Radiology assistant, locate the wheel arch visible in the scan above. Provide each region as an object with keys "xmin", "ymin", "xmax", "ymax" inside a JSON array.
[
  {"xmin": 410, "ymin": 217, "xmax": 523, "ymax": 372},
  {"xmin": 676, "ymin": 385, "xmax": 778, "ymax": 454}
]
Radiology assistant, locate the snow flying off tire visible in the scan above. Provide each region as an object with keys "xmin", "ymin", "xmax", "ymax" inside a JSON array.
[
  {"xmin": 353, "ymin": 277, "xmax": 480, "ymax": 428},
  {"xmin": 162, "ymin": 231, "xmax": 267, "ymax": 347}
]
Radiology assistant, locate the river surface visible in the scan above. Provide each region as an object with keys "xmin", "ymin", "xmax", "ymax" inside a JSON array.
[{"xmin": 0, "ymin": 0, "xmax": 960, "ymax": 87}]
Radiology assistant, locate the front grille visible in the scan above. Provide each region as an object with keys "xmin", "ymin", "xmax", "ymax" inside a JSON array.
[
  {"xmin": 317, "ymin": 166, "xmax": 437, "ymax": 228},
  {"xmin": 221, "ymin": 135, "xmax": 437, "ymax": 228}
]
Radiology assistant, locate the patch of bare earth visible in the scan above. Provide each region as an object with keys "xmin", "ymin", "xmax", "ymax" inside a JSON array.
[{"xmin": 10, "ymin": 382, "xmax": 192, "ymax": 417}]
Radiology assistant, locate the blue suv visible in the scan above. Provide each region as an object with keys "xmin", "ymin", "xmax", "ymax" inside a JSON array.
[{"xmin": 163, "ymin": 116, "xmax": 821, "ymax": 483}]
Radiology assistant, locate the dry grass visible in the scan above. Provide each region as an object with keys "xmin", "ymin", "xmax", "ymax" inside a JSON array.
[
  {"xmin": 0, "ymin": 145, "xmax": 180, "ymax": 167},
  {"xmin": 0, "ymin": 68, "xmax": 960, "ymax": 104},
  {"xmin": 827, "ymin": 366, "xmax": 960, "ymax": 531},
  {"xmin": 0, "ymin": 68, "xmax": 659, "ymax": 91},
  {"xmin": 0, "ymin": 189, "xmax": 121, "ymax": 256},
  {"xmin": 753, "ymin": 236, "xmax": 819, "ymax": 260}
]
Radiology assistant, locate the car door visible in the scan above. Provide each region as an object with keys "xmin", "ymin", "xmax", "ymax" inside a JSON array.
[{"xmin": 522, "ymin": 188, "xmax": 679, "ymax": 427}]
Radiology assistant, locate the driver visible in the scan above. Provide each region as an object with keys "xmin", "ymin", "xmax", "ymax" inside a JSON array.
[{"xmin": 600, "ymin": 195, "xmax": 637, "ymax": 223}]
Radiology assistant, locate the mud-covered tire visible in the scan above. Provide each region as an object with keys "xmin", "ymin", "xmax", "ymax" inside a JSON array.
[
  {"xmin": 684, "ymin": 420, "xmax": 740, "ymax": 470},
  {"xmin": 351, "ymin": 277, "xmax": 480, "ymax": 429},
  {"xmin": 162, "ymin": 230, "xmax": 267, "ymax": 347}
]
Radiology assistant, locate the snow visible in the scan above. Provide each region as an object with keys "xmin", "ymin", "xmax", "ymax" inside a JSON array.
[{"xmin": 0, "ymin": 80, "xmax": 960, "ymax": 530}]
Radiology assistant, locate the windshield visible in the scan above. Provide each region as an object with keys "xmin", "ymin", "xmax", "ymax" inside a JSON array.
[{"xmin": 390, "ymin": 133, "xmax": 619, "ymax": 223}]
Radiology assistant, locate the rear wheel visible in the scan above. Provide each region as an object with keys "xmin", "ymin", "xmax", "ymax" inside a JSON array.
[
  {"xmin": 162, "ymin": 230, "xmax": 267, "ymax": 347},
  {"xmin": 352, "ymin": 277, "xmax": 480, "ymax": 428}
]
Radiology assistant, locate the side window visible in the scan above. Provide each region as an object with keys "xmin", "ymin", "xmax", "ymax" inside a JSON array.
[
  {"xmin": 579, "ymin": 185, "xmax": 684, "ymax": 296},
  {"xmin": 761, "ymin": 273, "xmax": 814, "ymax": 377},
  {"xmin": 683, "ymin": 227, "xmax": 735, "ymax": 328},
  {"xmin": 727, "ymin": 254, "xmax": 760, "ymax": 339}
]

== == ==

### Job
Using the data above, repeat every line exactly.

### Complete output
Radiology assistant, locate the wheel arch visible in the scan above. Provide each region as an object with keys "xmin", "ymin", "xmax", "ymax" inside a JSON array.
[
  {"xmin": 410, "ymin": 217, "xmax": 523, "ymax": 372},
  {"xmin": 676, "ymin": 385, "xmax": 778, "ymax": 454}
]
Radiology assistant, locate the snow flying off tire visible in the scan above. Provide each region as an object with keys "xmin", "ymin", "xmax", "ymax" inside a JSON array.
[
  {"xmin": 353, "ymin": 277, "xmax": 480, "ymax": 428},
  {"xmin": 162, "ymin": 231, "xmax": 267, "ymax": 347}
]
Radiology assistant, locate the river surface visible in the scan above. Provide each region as an object with keys "xmin", "ymin", "xmax", "ymax" inside a JSON array.
[{"xmin": 0, "ymin": 0, "xmax": 960, "ymax": 87}]
Radiology assistant, locate the front grille visible in the scan above. Provide each region as an object with keys "xmin", "ymin", "xmax", "ymax" inside a JSON array.
[
  {"xmin": 317, "ymin": 166, "xmax": 437, "ymax": 228},
  {"xmin": 221, "ymin": 135, "xmax": 437, "ymax": 228}
]
Radiology assistant, locate the patch of bare earth visible in the scan above. Provide each region as an object with keys "xmin", "ymin", "xmax", "ymax" inside a JSON array.
[{"xmin": 10, "ymin": 382, "xmax": 192, "ymax": 417}]
Radiology assistant, locate the blue suv visible in the scan above. Provide each region as an object with keys "xmin", "ymin", "xmax", "ymax" inside a JSON array.
[{"xmin": 163, "ymin": 116, "xmax": 821, "ymax": 483}]
Radiology assistant, locate the dry grass visible in the scan above. Provide each region as an object with keys "xmin", "ymin", "xmax", "ymax" inside a JSON array.
[
  {"xmin": 0, "ymin": 145, "xmax": 180, "ymax": 167},
  {"xmin": 0, "ymin": 68, "xmax": 960, "ymax": 104},
  {"xmin": 827, "ymin": 366, "xmax": 960, "ymax": 531},
  {"xmin": 0, "ymin": 68, "xmax": 659, "ymax": 91},
  {"xmin": 0, "ymin": 189, "xmax": 121, "ymax": 256},
  {"xmin": 753, "ymin": 236, "xmax": 819, "ymax": 260}
]
Radiology assistant, locate the car door visible in the scan above. Provide each region as an object with keys "xmin", "ymin", "xmax", "ymax" inside a JSON array.
[{"xmin": 522, "ymin": 188, "xmax": 679, "ymax": 427}]
Radiology assistant, locate the driver visible in the scan above. Provide each region as an object with keys "xmin", "ymin", "xmax", "ymax" inside a JSON array.
[{"xmin": 600, "ymin": 195, "xmax": 637, "ymax": 223}]
Radiology assistant, locate the mud-covered tire visible in the scan above. Provide each region as an object with keys "xmin", "ymin", "xmax", "ymax" inside a JSON array.
[
  {"xmin": 684, "ymin": 420, "xmax": 740, "ymax": 470},
  {"xmin": 351, "ymin": 277, "xmax": 480, "ymax": 429},
  {"xmin": 162, "ymin": 230, "xmax": 267, "ymax": 347}
]
Radiology assistant, locate the snow visible in the scan above. Provide each region as an object with keys "xmin", "ymin", "xmax", "ymax" inside a JSON array.
[{"xmin": 0, "ymin": 80, "xmax": 960, "ymax": 530}]
Radiology assistant, locate the windshield visible in the scan above. Provide each region as an object with keys "xmin", "ymin", "xmax", "ymax" inside a JSON array.
[{"xmin": 390, "ymin": 133, "xmax": 619, "ymax": 223}]
Radiology assistant, locate the rear wheel visible in the scan above. Provide each region as an object with keys "xmin", "ymin", "xmax", "ymax" inside a JSON array.
[
  {"xmin": 162, "ymin": 230, "xmax": 267, "ymax": 347},
  {"xmin": 352, "ymin": 277, "xmax": 480, "ymax": 428}
]
Radiology assistant, locate the side window visible in the scan above. Provide each region as an object with keys "xmin", "ymin", "xmax", "ymax" inside a JSON array.
[
  {"xmin": 579, "ymin": 185, "xmax": 684, "ymax": 296},
  {"xmin": 761, "ymin": 273, "xmax": 814, "ymax": 377},
  {"xmin": 683, "ymin": 227, "xmax": 735, "ymax": 328},
  {"xmin": 727, "ymin": 254, "xmax": 760, "ymax": 339}
]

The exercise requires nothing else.